> [INSTRUCTIONS FOR THE TASK] Pull out every line of the listing below that contains the string "head", treating uppercase and lowercase as different.

> [DATA SHOWN]
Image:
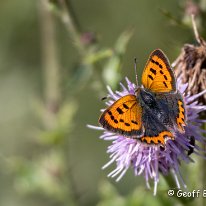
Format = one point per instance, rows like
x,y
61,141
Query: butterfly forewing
x,y
123,116
158,75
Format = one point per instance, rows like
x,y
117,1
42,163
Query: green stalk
x,y
50,66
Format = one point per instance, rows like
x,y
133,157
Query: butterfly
x,y
155,111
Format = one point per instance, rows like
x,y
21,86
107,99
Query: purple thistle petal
x,y
150,160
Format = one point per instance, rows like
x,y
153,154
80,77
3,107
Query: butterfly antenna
x,y
135,68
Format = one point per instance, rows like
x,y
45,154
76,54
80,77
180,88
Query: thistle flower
x,y
152,160
191,65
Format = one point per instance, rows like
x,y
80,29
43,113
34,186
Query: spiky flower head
x,y
152,160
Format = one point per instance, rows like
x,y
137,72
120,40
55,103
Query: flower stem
x,y
50,64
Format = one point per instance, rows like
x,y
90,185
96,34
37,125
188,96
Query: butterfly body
x,y
156,109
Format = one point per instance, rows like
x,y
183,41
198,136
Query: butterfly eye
x,y
148,99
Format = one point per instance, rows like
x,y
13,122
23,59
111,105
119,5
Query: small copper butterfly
x,y
156,109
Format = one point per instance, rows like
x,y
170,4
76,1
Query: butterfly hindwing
x,y
178,107
123,117
158,76
155,131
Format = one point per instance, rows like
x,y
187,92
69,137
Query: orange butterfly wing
x,y
158,76
123,117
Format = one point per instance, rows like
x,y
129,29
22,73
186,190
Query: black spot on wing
x,y
165,84
150,77
125,106
119,111
153,71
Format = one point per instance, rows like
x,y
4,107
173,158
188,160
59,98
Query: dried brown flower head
x,y
191,65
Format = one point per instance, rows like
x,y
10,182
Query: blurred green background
x,y
56,58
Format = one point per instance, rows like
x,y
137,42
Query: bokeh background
x,y
56,58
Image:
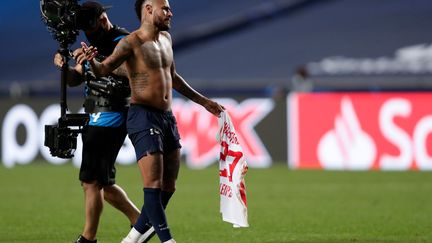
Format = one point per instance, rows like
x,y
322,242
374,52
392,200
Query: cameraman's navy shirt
x,y
106,43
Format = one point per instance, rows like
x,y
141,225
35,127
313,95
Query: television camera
x,y
64,19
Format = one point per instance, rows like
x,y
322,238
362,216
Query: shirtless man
x,y
148,57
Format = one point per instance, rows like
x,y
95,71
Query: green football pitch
x,y
44,203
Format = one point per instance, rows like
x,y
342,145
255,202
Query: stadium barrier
x,y
328,130
23,121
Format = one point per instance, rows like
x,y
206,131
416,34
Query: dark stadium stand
x,y
230,45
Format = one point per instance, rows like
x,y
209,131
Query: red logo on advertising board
x,y
198,129
360,131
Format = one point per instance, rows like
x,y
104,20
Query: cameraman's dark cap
x,y
94,7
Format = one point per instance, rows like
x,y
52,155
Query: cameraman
x,y
104,135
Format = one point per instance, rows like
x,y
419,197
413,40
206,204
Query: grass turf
x,y
44,203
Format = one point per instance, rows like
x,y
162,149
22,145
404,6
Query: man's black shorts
x,y
100,148
152,130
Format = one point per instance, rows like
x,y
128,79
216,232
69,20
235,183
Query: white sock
x,y
146,235
132,237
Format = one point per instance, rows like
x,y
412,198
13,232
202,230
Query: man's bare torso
x,y
149,69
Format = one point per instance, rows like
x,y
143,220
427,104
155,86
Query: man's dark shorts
x,y
152,130
100,148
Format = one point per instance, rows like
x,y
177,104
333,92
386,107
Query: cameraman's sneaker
x,y
147,235
81,239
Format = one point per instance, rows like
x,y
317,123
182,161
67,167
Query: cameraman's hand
x,y
90,52
79,56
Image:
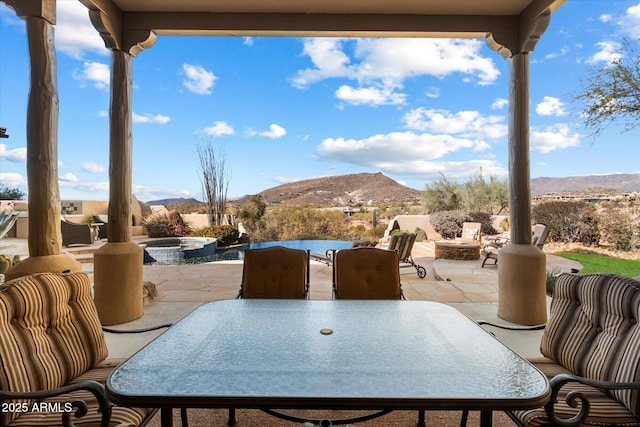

> [SOLUTION FOR THIS EXERCISE]
Query: spiky flower head
Query: dried brown flower head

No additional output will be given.